_Requests_
- a) For the forum thread about KataGo and komi, decide whether each statement agrees with it: (i) the first poster could not get the KataGo binaries to run on Linux; (ii) under Japanese rules with 6 komi, the latest KataGo nets favor White by 0.3 points; (iii) the last post says 6.5 is estimated as slightly more fair than 6. Answer yes or no for each and quote the deciding words.
- b) Transcribe the part of the KataGo komi thread starting at "It’s 6 points." and ending at "a similar result.", keeping every word and mark unchanged.
- c) Extend the forum thread on KataGo and komi with the next post, picking up after its final message.

_Passage shown_

Does anybody have KataGo installed by any chance? I tried on my linux but failed to make the binaries run. Basically I cannot find anywhere on the internet the data of win% for black in the initial empty-board position, for different values of komi (say, 4, 4.5, 5, 5.5 up to 8). I have read that KataGo has LeelaZero-like strength and has “Japanese-like” rules implementation and accepts different komi values (unlike LeelaZero), so it should be able to produce this numbers. I am very surprised that I cannot find them posted online already, they seem to be very interesting values to me, as they shoud be our “best estimation so far” of the “theoretical perfect komi” (that giving jigo for perfect play).

It’s 6 points. Under KataGo’s implementation of Japanese rules and 6 komi, the latest KataGo nets favor Black by 0.3 points. That’s less than half a point. So KataGo thinks that 6 komi is most equal integer in Japanese rules.


Thank you!

So the superhuman bots right would suggest (say, “for their own play” :slight_smile: ) komi values of 6 and 7 for japanese and chinese rules, respectively. I find it quite amazing that it actually matches the currently used 6.5 and 7.5 (with 0.5 used only as a tie breaker favouring white) values found by professional play even long before strong amateur bots appeared :open_mouth: Then again, if the general direction of big moves is about right for professional players and little mistakes from both players cancel out, one would expect a similar result.

Still, I find it very flattering to professionals, that powerful superhuman bots agree with their mortal-thoughts about komi :slight_smile:


Actually if you’re going by KataGo, 6 isn’t right. 6.5 is actually estimated as slightly more fair than 6 right now as of the tip of the current run.

_Information provided_
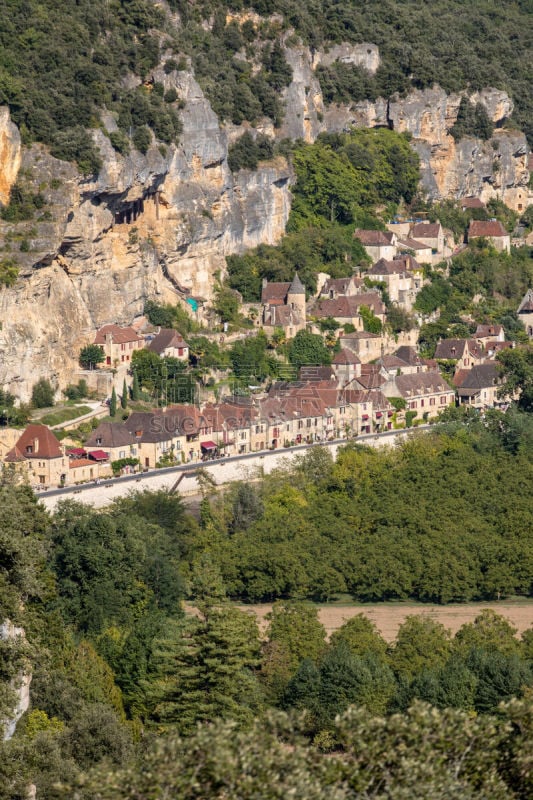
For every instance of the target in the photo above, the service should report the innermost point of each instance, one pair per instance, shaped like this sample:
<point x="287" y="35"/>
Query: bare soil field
<point x="389" y="616"/>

_Answers for the exercise_
- a)
(i) Yes: "I tried on my linux but failed to make the binaries run."
(ii) No: "the latest KataGo nets favor Black by 0.3 points."
(iii) Yes: "6.5 is actually estimated as slightly more fair than 6 right now as of the tip of the current run."

- b)
It’s 6 points. Under KataGo’s implementation of Japanese rules and 6 komi, the latest KataGo nets favor Black by 0.3 points. That’s less than half a point. So KataGo thinks that 6 komi is most equal integer in Japanese rules.


Thank you!

So the superhuman bots right would suggest (say, “for their own play” :slight_smile: ) komi values of 6 and 7 for japanese and chinese rules, respectively. I find it quite amazing that it actually matches the currently used 6.5 and 7.5 (with 0.5 used only as a tie breaker favouring white) values found by professional play even long before strong amateur bots appeared :open_mouth: Then again, if the general direction of big moves is about right for professional players and little mistakes from both players cancel out, one would expect a similar result.

- c)
Obviously a non-integer value isn’t going to be fair under theoretical perfect play, but it could easily be more fair in practice. Or in other words on 6 komi, black presumably wins enough more of the non-drawn games than white does that counting the drawn games for white actually increases the fairness of the match.

This is not surprising at all, really. We know from parity considerations, unless something “weird” happens, Japanese rules will with 50% probability each cost black one or zero points compared to Chinese rules. So until the level of play becomes so fantastically strong that bots are predicting the final parity of the game better than chance even in the opening and early midgame (they are very far from this right now), we should expect that if an integer is found to be a highly fair komi in Chinese, then that integer minus 0.5 should be highly fair in Japanese, and the more fair the former, the more fair the latter. Since 7 is very close to fair in Chinese, we should expect 6.5 to be very close to fair in Japanese.

Actuallly KataGo prefers 7 Chinese just a bit for white, therefore it also prefers 6.5 Japanese just a bit for white. But less than it prefers 6 Japanese for black.

Japanese rules black winrates for empty board top move on a very very recent 40 block network (not even released yet, but soon), with a few thousand playouts:

5.0 komi - 58.7%
5.5 komi - 55.2%
6 komi - 51.9%
6.5 komi - 48.9%
7 komi - 45.7%
7.5 komi - 42.1%


Very interesting considerations!

Of course, since we know “theoretical-komi” should be an integer, my approach was to look at the .5 percentages and see where they change: Since the bots prefer black with 5.5 komi and white with 6.5 komi, this suggests that “komi is 6” (instead of 5 or 7).

These are of course just estimates, the situation might change with perfect (or much stronger) bots, but this is probably as close as we will ever get from discovering true theoretical-komi.

Sorry to revive this old thread, but I feel that my follow-up question fits perfectly here and is just a slight variation on what has already been said, and so it is actually tidier for someone searching to find all together here.

The quoted percentages are what the bot “thinks” the win% is, when asked to evaluate the initial position. I imagine that this might actually differ in principle with the actual win% of the bot under self-playing conditions at that komi.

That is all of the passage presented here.